- REQUIREMENT:
Once the pictures are set aside, reproduce the remaining data exactly.

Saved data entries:
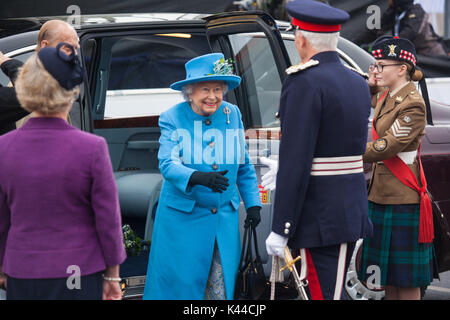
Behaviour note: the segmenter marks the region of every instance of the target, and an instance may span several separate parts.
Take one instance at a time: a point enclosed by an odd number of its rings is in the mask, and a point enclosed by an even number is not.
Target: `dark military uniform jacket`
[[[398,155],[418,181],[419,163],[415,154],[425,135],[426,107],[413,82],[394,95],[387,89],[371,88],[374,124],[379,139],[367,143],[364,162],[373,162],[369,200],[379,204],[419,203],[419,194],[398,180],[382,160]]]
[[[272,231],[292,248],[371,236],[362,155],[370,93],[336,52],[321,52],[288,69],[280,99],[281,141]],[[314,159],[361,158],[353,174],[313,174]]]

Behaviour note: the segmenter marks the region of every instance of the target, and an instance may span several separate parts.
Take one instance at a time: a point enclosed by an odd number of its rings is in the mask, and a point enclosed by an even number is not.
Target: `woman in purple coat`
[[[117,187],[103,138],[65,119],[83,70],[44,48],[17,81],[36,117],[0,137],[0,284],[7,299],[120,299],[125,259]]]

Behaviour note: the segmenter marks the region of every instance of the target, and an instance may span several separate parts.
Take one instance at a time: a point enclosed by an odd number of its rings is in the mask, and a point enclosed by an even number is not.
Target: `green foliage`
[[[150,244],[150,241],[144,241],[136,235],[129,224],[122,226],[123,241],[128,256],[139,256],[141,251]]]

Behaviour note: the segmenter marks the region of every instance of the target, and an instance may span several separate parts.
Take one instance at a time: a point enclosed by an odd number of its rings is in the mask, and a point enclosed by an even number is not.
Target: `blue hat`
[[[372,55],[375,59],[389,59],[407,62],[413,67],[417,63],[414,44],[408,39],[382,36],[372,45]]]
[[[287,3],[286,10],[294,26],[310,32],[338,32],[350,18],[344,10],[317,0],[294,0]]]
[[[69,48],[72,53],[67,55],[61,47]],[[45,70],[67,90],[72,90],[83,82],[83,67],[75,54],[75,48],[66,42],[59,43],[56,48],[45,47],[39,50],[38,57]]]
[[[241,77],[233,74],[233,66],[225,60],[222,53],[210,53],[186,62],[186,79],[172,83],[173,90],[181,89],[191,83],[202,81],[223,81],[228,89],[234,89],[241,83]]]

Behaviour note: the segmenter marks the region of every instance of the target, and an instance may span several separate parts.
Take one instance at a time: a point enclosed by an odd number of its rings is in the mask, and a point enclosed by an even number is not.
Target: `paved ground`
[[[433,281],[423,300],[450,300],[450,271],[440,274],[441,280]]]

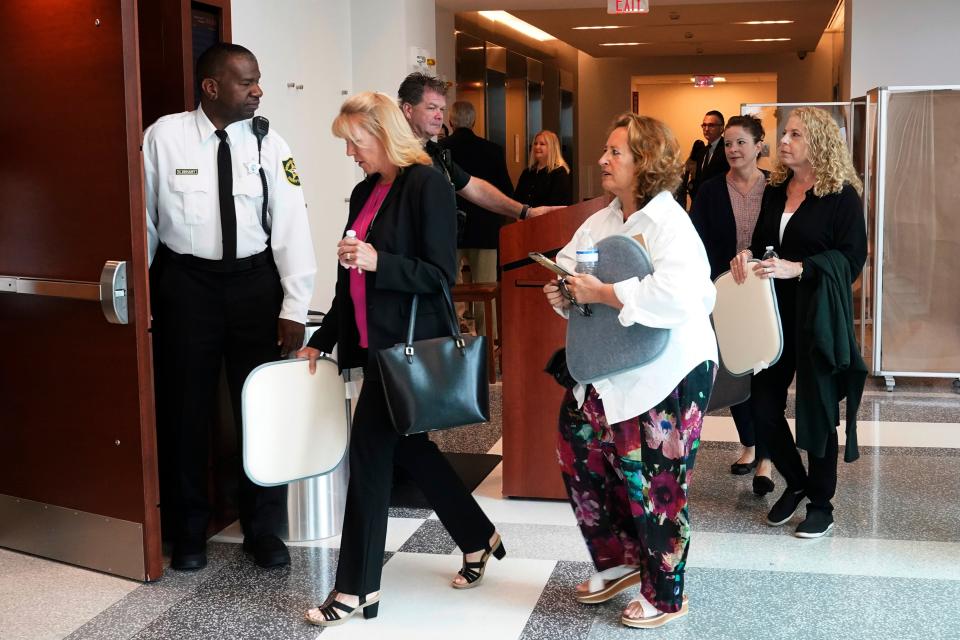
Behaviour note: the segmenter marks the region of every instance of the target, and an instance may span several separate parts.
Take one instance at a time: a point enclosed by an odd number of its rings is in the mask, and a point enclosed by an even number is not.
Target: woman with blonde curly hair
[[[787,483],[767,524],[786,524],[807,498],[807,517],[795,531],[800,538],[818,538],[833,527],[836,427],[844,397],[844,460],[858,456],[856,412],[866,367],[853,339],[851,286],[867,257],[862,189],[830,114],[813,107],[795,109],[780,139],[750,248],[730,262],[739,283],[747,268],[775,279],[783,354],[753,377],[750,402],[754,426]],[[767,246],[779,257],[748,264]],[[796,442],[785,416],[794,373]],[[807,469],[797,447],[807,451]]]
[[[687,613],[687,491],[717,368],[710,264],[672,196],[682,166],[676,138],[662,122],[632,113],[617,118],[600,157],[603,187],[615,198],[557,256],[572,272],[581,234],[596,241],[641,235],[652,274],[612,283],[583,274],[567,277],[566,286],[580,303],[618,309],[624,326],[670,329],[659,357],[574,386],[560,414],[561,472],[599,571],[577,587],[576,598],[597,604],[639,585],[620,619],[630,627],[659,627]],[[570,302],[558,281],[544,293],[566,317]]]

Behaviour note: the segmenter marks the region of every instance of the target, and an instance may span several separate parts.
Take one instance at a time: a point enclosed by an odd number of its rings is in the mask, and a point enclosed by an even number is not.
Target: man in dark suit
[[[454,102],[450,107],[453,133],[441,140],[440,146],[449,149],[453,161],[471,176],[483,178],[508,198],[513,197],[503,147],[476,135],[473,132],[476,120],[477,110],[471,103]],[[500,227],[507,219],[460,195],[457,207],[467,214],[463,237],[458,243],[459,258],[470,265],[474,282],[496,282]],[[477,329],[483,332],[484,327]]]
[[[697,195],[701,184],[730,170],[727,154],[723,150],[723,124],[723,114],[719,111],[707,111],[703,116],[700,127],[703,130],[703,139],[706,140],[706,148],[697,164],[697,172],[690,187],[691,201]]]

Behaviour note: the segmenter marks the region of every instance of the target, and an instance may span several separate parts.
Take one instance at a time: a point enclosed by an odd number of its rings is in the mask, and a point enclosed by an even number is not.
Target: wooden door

- ANSWER FOR THE TASK:
Behaviour note: the segmenter marks the region of every instance of the target, and an instance may span several separate parts.
Take one instance at a time: a point enclosed by an odd number of its rings is in the mask, and a point enclosed by an even number is not.
Target: `dark military uniform jacket`
[[[398,155],[418,181],[419,163],[415,154],[425,135],[426,107],[413,82],[394,95],[387,89],[371,88],[374,124],[379,139],[367,143],[364,162],[373,162],[369,200],[379,204],[419,203],[419,194],[398,180],[382,160]]]
[[[272,231],[292,248],[371,236],[362,155],[370,93],[336,52],[321,52],[288,69],[280,99],[281,141]],[[314,159],[361,158],[353,174],[313,174]]]

Behaviour note: the segmenter marks the region of every instance of the target, and an instance may span several separate parts.
Take one instance at a time: a point enclosed by an odd number of its rings is in the mask, and a point enclosed by an even number is not.
Target: `woman in purple coat`
[[[117,187],[103,138],[65,119],[83,70],[44,48],[17,81],[36,117],[0,137],[0,284],[7,299],[120,299],[125,259]]]

Behaviour note: the segmenter marks the region of every instance of the target, and an instance may span several separate parts.
Take one instance at a time: a point enclosed by an odd number of its rings is in the mask, and a point enclosed by an even number is not.
Target: `green foliage`
[[[150,244],[150,241],[144,241],[136,235],[129,224],[122,226],[123,241],[128,256],[139,256],[141,251]]]

Behaviour note: the segmenter marks the region of every instance of the target, and an instance may span several separate parts.
Take one instance at a time: a point enclosed by an odd number of its rings is in the mask, and a point enclosed by an even number is not.
Target: `blue hat`
[[[372,55],[375,59],[389,59],[407,62],[413,67],[417,63],[414,44],[408,39],[382,36],[372,45]]]
[[[287,3],[286,10],[294,26],[310,32],[338,32],[350,18],[344,10],[317,0],[294,0]]]
[[[69,48],[72,53],[67,55],[61,47]],[[45,70],[67,90],[72,90],[83,82],[83,67],[75,54],[75,48],[66,42],[59,43],[56,48],[45,47],[39,50],[38,57]]]
[[[241,77],[233,74],[233,66],[225,60],[222,53],[210,53],[186,62],[186,79],[172,83],[173,90],[181,89],[191,83],[202,81],[223,81],[228,89],[234,89],[241,83]]]

Behaviour note: the segmenter marks the region of every instance of the target, and an instance may span several separate parts.
Take one instance at a time: a point enclosed by an odd number of its rings is in the mask, and a point enclosed by an even number is not.
Target: `paved ground`
[[[433,281],[423,300],[450,300],[450,271],[440,274],[441,280]]]

Behaviour note: the segmenter marks the region of every instance of the target, and an instance may span several separate parts.
Take one instance at a time: a point enclosed by an odd number of its rings is in the mask, and a point enclosed by an even number is not.
Target: woman with blonde curly hair
[[[787,483],[767,524],[786,524],[807,498],[807,517],[795,531],[800,538],[818,538],[833,527],[836,427],[844,397],[844,460],[858,456],[856,412],[866,367],[853,339],[851,286],[867,257],[862,189],[830,114],[813,107],[795,109],[780,139],[750,248],[730,262],[739,283],[747,268],[775,279],[783,354],[753,377],[750,402],[754,426]],[[767,246],[779,257],[748,264]],[[796,442],[785,416],[794,373]],[[807,469],[797,447],[807,451]]]
[[[687,613],[687,491],[717,368],[710,264],[672,196],[682,166],[676,138],[662,122],[632,113],[617,118],[600,157],[603,187],[615,198],[557,256],[572,272],[581,234],[596,241],[641,235],[652,274],[612,283],[583,274],[567,277],[566,286],[580,303],[618,309],[624,326],[670,329],[659,357],[574,386],[560,414],[561,472],[599,571],[577,587],[576,598],[597,604],[639,585],[620,619],[630,627],[659,627]],[[570,302],[558,281],[544,293],[566,317]]]

Behaviour note: the segmenter marks the region of every instance of the target, and an instance may span several separate parts.
Take one instance at a time: a point enclosed by an odd number of its rings is in the mask, and a point enclosed by an even number is not.
Target: man in dark suit
[[[454,102],[450,107],[453,133],[441,140],[440,146],[449,149],[453,161],[471,176],[483,178],[508,198],[513,197],[503,147],[476,135],[473,132],[476,120],[477,110],[471,103]],[[500,227],[507,219],[460,195],[457,207],[467,214],[463,237],[458,243],[459,258],[470,265],[474,282],[496,282]],[[477,329],[483,332],[484,327]]]
[[[697,195],[701,184],[730,170],[727,154],[723,150],[723,124],[723,114],[719,111],[707,111],[703,116],[700,127],[703,130],[703,139],[706,140],[706,148],[697,164],[697,172],[690,187],[691,201]]]

Behaviour note: the segmenter marks the region of every instance of the target, and an instance may span several separate parts.
Take one instance at a time: a point enclosed by an odd number of its rings is in the mask, and a point enclosed by an even number is not.
Target: wooden door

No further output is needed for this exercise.